Work task
Once the pictures are set aside, transcribe the remaining data exactly.

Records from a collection
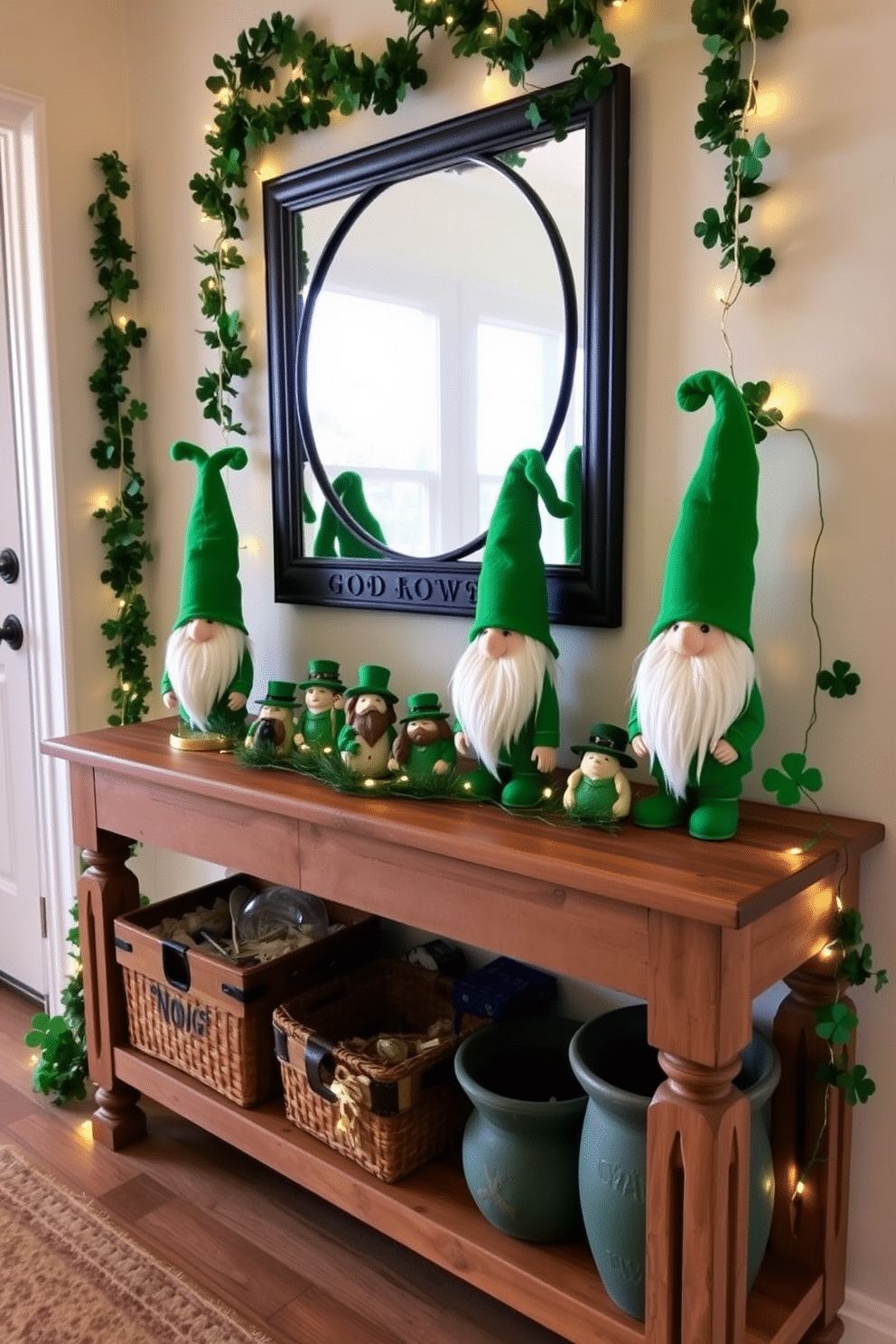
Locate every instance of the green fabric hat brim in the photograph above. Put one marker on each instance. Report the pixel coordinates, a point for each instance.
(512, 593)
(710, 567)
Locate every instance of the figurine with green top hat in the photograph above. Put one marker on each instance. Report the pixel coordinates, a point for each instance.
(598, 790)
(425, 743)
(320, 723)
(209, 666)
(504, 686)
(273, 729)
(366, 742)
(696, 707)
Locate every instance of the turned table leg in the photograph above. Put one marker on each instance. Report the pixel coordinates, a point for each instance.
(107, 889)
(810, 1126)
(697, 1167)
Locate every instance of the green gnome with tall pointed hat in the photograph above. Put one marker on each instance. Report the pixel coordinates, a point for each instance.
(696, 707)
(504, 686)
(209, 666)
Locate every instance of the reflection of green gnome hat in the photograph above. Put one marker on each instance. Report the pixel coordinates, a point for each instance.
(512, 593)
(350, 490)
(573, 488)
(210, 583)
(710, 572)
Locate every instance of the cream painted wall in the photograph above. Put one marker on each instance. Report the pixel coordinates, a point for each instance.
(821, 325)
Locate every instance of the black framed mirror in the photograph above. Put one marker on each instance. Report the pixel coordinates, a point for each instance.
(437, 303)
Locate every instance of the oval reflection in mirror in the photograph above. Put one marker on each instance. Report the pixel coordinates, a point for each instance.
(437, 350)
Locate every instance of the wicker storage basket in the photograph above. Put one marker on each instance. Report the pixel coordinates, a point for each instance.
(388, 1117)
(214, 1021)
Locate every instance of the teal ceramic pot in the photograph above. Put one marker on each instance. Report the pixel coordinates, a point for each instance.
(620, 1071)
(521, 1142)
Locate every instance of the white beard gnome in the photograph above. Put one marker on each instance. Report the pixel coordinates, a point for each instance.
(696, 708)
(504, 686)
(209, 666)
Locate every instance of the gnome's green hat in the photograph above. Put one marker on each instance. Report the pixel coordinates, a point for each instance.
(710, 569)
(333, 537)
(573, 488)
(512, 593)
(210, 583)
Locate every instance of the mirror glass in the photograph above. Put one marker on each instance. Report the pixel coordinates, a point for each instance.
(437, 304)
(435, 352)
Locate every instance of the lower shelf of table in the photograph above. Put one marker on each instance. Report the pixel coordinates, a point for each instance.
(432, 1212)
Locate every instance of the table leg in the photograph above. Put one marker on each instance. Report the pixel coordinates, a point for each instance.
(105, 890)
(697, 1168)
(810, 1126)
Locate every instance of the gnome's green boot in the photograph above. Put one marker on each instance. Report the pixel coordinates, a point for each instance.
(479, 784)
(526, 790)
(659, 811)
(714, 818)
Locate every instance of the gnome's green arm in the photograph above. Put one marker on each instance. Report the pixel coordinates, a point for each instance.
(746, 729)
(243, 679)
(547, 716)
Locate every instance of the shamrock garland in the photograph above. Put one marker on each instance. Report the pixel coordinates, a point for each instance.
(126, 548)
(325, 79)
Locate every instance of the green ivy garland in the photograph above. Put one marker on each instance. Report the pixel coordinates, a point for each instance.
(325, 79)
(126, 548)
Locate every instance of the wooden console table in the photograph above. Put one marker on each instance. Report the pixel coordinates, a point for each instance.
(696, 929)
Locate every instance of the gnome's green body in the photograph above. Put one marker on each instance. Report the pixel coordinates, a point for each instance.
(210, 586)
(512, 595)
(710, 583)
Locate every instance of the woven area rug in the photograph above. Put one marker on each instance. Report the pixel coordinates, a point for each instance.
(69, 1274)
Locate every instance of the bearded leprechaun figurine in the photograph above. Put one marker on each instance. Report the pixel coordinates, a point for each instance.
(696, 707)
(209, 666)
(504, 686)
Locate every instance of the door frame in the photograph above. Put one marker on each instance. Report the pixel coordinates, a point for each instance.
(24, 239)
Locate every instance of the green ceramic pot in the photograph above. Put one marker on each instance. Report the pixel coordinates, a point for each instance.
(521, 1142)
(620, 1071)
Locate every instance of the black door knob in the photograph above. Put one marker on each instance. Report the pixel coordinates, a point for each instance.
(8, 566)
(11, 632)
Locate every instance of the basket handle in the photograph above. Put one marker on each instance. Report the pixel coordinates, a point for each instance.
(319, 1052)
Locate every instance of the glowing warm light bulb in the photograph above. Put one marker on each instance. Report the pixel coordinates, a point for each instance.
(767, 104)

Worked solution
Locate every instance of the green fabric hat brim in the photograph above. Put one marker on each instance. Report the pixel coordinates, a point for each instance.
(512, 593)
(710, 567)
Locate every instance of the figurine with green top hat in the photograph above. Put one marker on each instance. Report the pixel coordinates, a point for each instance.
(598, 790)
(425, 743)
(320, 723)
(209, 666)
(504, 686)
(273, 729)
(366, 742)
(696, 707)
Locate every instance of the turned table leg in the photograph above. Put one marker on each instance. Report the pixel coordinates, a point for each instance.
(107, 889)
(810, 1126)
(697, 1167)
Locate every instance of the green gnome with tall pointed hat in the photograph above. Put one marker on each instance. Report the pixel coordinates, a point for each instance.
(696, 707)
(504, 686)
(209, 666)
Locate every instance of the reflection of green gnome hat in the photograph above. Put one marker on each instance. Report the pixel coordinates, a point for each instance.
(512, 593)
(350, 490)
(573, 488)
(210, 583)
(710, 572)
Locate every instance of the cream painted wall in the photograph above. Put one marker on each instance. Report the pixel coordinates, a point for each instance.
(821, 325)
Locate every instance of the black framed mirror in the photograph above. Put one marker on each instance. Report the pixel coordinates, a point for each instance.
(437, 303)
Locate every instance of the oval reflection in mirror in the photograph above. Put one marker on each instance. Report the pixel coordinates, a point for each instance.
(437, 350)
Locate every instance of the wicker storage basket in the photograph above. Put one marker on each instance. Report the pixel coordinates, a point for each instance.
(388, 1117)
(214, 1021)
Locate every instance of the teal ceramic pot in the photograph above. Put one marker on each instance. Report the pixel coordinates, a point for each instance.
(620, 1071)
(521, 1142)
Locate every instance of the white beard gnome in the photograph above. Put one marker on each instance. Report the pixel coordinates, a point for each instance.
(696, 708)
(504, 686)
(209, 666)
Locate every instance of the gnome's green hat in the photograph above. Put one marker on each instance. Report the pixel coordinates, a point for each instance.
(710, 569)
(333, 537)
(573, 488)
(512, 593)
(210, 583)
Locate every instance of the mirror glass in the photograph above. Put one marker on each instance. Report the pixel coordinates, a point for each instance.
(437, 304)
(435, 352)
Locate every instance of the lower shelf of table in the photograph above. Put one marker on each instance. Report the pixel coordinates, a point for each instance.
(432, 1212)
Locate every instance of the table leg in the photograph above. Put one marker on each instance. Report the pixel coordinates, a point for each instance.
(105, 890)
(697, 1168)
(810, 1126)
Locate every instance of the gnome's green boot in the photograph above. Put one marker on each instance. Report the pixel coordinates, a point for each instance.
(479, 784)
(526, 790)
(659, 811)
(714, 818)
Locate every instance of the gnome's green arm in the photograph above. Put one marker on each instance. Report the pixel coordinates, a point for each instance.
(746, 729)
(243, 679)
(547, 716)
Locate every instance of the shamrock garland in the photograph above. Put one marker on each instance. Report the pixel coordinates, a point for each instance.
(126, 548)
(325, 79)
Locate every instance of the green ivy garland in the photograph above. Put one marker on each instance. Report the pixel coordinates, a point for each instance.
(325, 79)
(126, 548)
Locate every instance of the wooden console table in the photograph above. Put one marker on each instance. Report the pixel coordinates, a point for each instance.
(696, 929)
Locate every instance of the gnome's green body in the photograph above. Put one marker on each instance. Report the pixel coordinates, a point for each instance.
(210, 586)
(512, 595)
(710, 583)
Locate every instance of the woven area rug in the photograph above. Put one marker on each instance. Report the pixel coordinates, a point for each instance.
(69, 1274)
Locate every instance of the bearded leprechaun figurine in the photograph above. Put one marker on each instance. Report the pixel coordinates, a point for each instance.
(696, 707)
(209, 666)
(504, 686)
Locate every instance of the door frame in the photograph above. Put one marker on each instance. Report the pixel coordinates, a point for each instance.
(24, 239)
Locate every instance of the green ceramic pot in the photograph above. Put one marker on each instance. Report the pixel coordinates, a point for each instance.
(521, 1142)
(620, 1071)
Locate every instance of the black door knob in the photograph above. Put one marker on each instance. Report the pixel coordinates, a point for each instance.
(8, 566)
(11, 632)
Locate every instance of the basket handle in the photograph above. Put one marker on each instance. Report the pixel coordinates, a point for each instance.
(319, 1052)
Locate every instance of the glowing warm light bulb in the photograph above. Put one marker on each instance. Report the pixel coordinates, a point for each instance.
(767, 104)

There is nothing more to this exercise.